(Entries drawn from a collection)
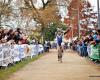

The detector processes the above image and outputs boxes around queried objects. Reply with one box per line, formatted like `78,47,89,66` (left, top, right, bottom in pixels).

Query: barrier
89,44,100,60
77,44,100,61
0,43,44,67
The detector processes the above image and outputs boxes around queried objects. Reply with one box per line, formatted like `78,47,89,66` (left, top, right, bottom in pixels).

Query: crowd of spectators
72,29,100,56
0,27,28,44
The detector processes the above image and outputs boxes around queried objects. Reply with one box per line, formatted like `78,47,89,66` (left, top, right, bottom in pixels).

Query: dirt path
9,50,100,80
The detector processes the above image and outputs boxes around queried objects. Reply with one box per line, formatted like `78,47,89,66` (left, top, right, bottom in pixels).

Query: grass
0,54,44,80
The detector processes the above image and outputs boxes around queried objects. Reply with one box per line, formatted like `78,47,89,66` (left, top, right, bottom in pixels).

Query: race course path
8,49,100,80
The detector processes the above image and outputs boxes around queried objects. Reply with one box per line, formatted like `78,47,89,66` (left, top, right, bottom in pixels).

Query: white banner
0,43,44,66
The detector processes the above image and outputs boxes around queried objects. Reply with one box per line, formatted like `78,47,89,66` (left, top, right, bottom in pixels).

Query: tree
0,0,12,26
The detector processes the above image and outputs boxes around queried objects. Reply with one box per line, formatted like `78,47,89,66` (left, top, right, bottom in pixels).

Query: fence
77,44,100,61
0,43,44,66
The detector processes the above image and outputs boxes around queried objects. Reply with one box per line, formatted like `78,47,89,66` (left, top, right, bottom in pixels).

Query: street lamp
72,7,80,38
97,0,100,29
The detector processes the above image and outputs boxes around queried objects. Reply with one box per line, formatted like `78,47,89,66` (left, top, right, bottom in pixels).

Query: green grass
0,54,44,80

• [EXERCISE OBJECTIVE] Copy every row above word for word, and leave out the pictures.

• [RESULT FOR THIS EXERCISE]
The detector processes the above image and outputs boxes around queried objects. Reply with one box per line, formatted like `78,47,89,66` (left, top, right, bottom in pixels).

Query: barrier
89,44,100,60
77,44,100,61
0,43,44,67
The detector processes the above image and outputs boxes around queried objects. Reply with one box per line, formatted like `78,47,89,66` (left, top, right, bottom in pixels).

Query: crowd of spectators
72,29,100,56
0,27,28,44
The detector processes the above image and outputs boxes around queried objects. Reply with one box per line, formatted like `78,47,89,66` (left, top, right, bottom in pixels).

Query: dirt path
9,50,100,80
The detector processes the above image and outputs boxes around queried objects. Reply with one box per line, formatted like `78,47,89,66` (left, top, right, bottom in pixels).

Query: grass
0,54,44,80
The detector processes the above image and outputs boxes around queried objects. Reply with one box per line, formatted like `78,47,89,66` (left, top, right, bottom in pixels).

Query: race course path
8,49,100,80
The detector processes the above image and outputs boxes around queried objects. Reply with one box per line, formatted like `78,47,89,66` (left, top, right, bottom in pixels).

Query: white banner
0,43,44,66
The detector processes the above image and outputs boxes around queried objects. Reply with one box per line, formatted like `78,47,89,66` (left, top, right, bottom in pixels).

Query: tree
0,0,12,26
The detector processes the above image and outputs boxes around queried objects. Reply with one box per line, formatted like `78,47,89,66` (left, top, right, bottom in pixels).

Query: fence
77,44,100,61
0,43,44,66
The detector processes the above image and outputs boxes around queried objects. Reply with one box per line, formatted like `78,47,89,66` (left, top, right, bottom in pixels).

Query: street lamp
72,7,80,38
97,0,100,29
The detector processes the above image and outputs boxes around queried objects. Reply with one box per line, formatted like `78,47,89,66` (left, top, right, bottom in pixels).

Query: green grass
0,54,44,80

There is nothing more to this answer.